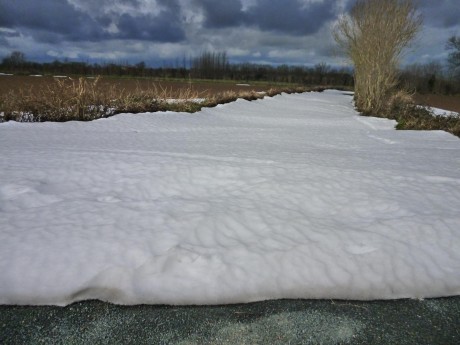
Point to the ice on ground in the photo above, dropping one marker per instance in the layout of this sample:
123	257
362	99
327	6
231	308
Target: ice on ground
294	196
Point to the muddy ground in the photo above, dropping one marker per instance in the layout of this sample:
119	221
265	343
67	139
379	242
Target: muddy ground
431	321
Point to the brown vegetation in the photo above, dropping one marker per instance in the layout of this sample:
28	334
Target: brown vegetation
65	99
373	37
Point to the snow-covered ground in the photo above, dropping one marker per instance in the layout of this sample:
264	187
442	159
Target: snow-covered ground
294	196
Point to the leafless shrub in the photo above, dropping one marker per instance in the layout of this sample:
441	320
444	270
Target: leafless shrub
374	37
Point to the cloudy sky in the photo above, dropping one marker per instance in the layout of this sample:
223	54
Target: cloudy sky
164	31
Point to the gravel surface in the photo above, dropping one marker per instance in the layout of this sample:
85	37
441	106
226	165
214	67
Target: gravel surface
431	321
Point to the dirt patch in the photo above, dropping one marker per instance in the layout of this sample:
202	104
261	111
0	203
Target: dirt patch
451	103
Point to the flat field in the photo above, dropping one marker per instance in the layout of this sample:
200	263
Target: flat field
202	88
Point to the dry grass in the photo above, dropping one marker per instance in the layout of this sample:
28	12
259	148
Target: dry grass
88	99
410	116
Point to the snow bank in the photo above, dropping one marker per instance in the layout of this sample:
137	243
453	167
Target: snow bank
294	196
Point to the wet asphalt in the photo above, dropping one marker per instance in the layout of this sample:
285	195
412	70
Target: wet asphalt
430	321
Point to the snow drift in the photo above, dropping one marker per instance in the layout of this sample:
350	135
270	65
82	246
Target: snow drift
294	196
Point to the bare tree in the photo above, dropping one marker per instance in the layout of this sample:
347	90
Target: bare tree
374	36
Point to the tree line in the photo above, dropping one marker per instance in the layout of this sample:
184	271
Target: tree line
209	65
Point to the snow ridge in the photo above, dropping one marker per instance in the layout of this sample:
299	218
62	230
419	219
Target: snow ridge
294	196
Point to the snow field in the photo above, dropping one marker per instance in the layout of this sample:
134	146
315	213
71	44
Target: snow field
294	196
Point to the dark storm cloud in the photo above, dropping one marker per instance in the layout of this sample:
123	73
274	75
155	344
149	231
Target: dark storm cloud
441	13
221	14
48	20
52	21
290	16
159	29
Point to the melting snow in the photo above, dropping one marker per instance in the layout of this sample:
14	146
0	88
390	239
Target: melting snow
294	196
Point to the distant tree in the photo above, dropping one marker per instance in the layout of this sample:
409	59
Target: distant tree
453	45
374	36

===============

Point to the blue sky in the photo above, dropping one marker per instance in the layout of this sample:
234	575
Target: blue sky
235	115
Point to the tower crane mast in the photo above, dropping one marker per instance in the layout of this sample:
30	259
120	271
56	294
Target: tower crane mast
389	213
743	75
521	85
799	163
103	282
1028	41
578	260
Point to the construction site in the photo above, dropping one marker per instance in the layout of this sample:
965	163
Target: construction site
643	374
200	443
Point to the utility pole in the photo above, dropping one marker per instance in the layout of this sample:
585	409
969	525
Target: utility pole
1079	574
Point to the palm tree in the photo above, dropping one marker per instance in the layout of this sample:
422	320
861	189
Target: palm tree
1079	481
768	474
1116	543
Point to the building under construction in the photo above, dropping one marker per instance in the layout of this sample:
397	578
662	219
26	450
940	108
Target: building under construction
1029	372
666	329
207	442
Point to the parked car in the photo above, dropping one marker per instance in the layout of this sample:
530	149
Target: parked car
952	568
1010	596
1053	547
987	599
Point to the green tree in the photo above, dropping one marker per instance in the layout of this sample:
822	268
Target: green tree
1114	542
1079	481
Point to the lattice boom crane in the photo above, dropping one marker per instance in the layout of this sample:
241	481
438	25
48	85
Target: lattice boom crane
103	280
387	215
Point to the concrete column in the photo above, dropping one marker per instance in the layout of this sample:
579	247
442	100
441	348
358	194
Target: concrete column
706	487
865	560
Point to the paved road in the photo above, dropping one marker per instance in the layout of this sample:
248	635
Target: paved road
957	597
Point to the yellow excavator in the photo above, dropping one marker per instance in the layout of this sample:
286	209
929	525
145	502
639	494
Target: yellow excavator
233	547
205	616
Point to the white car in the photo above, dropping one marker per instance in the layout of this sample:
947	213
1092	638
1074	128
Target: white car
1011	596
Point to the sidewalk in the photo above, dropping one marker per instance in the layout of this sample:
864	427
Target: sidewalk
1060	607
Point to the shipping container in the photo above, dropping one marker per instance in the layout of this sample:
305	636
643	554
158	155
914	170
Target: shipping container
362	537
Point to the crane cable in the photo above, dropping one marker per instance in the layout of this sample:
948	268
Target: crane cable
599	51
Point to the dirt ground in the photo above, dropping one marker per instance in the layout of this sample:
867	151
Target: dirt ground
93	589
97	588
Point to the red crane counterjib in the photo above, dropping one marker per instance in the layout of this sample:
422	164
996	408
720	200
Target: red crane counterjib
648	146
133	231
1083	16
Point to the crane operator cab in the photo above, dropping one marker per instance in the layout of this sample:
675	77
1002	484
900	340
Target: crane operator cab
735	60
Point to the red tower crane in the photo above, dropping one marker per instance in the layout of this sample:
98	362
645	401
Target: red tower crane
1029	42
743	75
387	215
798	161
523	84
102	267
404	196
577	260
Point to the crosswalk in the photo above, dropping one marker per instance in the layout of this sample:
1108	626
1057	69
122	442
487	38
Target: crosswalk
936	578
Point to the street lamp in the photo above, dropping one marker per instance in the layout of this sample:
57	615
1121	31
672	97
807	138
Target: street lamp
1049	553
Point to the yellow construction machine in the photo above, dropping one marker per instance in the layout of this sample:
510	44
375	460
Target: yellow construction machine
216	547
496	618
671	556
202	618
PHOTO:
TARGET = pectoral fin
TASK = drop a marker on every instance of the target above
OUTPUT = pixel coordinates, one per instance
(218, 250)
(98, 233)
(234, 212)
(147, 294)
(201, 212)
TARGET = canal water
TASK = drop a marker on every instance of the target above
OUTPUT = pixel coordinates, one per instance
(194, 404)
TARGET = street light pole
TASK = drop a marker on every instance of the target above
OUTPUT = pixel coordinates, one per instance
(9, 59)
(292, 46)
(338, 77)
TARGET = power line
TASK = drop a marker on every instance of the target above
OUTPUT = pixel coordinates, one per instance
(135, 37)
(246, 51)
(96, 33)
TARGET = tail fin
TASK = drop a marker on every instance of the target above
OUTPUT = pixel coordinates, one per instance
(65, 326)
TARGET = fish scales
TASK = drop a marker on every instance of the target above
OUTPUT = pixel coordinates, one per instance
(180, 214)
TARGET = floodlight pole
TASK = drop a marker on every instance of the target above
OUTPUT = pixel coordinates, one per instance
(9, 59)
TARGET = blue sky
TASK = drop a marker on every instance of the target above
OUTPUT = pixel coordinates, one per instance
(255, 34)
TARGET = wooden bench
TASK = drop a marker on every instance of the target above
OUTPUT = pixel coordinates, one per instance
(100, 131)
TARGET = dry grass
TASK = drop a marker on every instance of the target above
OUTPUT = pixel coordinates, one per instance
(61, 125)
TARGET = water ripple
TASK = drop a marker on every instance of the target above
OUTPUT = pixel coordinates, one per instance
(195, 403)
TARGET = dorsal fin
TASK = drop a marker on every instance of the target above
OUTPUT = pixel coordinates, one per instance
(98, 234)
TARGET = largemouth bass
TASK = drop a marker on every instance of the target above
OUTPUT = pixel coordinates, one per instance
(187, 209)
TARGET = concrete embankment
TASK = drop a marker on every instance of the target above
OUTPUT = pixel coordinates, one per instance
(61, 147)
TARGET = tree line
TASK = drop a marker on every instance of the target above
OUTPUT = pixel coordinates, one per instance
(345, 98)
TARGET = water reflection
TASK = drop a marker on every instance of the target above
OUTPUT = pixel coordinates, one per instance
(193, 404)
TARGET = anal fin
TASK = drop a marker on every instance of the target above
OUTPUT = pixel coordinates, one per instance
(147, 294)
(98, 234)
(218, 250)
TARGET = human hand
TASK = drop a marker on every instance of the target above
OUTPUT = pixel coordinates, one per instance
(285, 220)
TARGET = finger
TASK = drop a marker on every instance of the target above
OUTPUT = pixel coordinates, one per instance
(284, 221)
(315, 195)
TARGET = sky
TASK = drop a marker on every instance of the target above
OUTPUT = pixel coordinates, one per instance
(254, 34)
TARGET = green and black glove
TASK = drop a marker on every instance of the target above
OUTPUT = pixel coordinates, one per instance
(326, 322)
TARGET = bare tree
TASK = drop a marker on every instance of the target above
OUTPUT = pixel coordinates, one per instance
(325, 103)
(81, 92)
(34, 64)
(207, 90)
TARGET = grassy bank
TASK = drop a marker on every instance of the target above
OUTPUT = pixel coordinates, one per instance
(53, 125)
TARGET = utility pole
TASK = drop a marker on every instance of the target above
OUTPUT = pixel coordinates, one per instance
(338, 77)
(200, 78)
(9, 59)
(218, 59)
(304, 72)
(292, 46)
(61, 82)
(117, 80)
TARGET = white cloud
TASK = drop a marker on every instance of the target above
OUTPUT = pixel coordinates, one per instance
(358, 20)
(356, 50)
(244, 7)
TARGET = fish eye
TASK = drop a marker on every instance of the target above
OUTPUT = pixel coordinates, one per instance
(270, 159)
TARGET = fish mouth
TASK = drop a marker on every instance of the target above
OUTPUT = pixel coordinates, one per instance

===============

__Exercise prompt__:
Would you please copy all lines in the data that contain the word "water"?

__Expected answer__:
TARGET = canal water
TARGET = water ripple
TARGET = water reflection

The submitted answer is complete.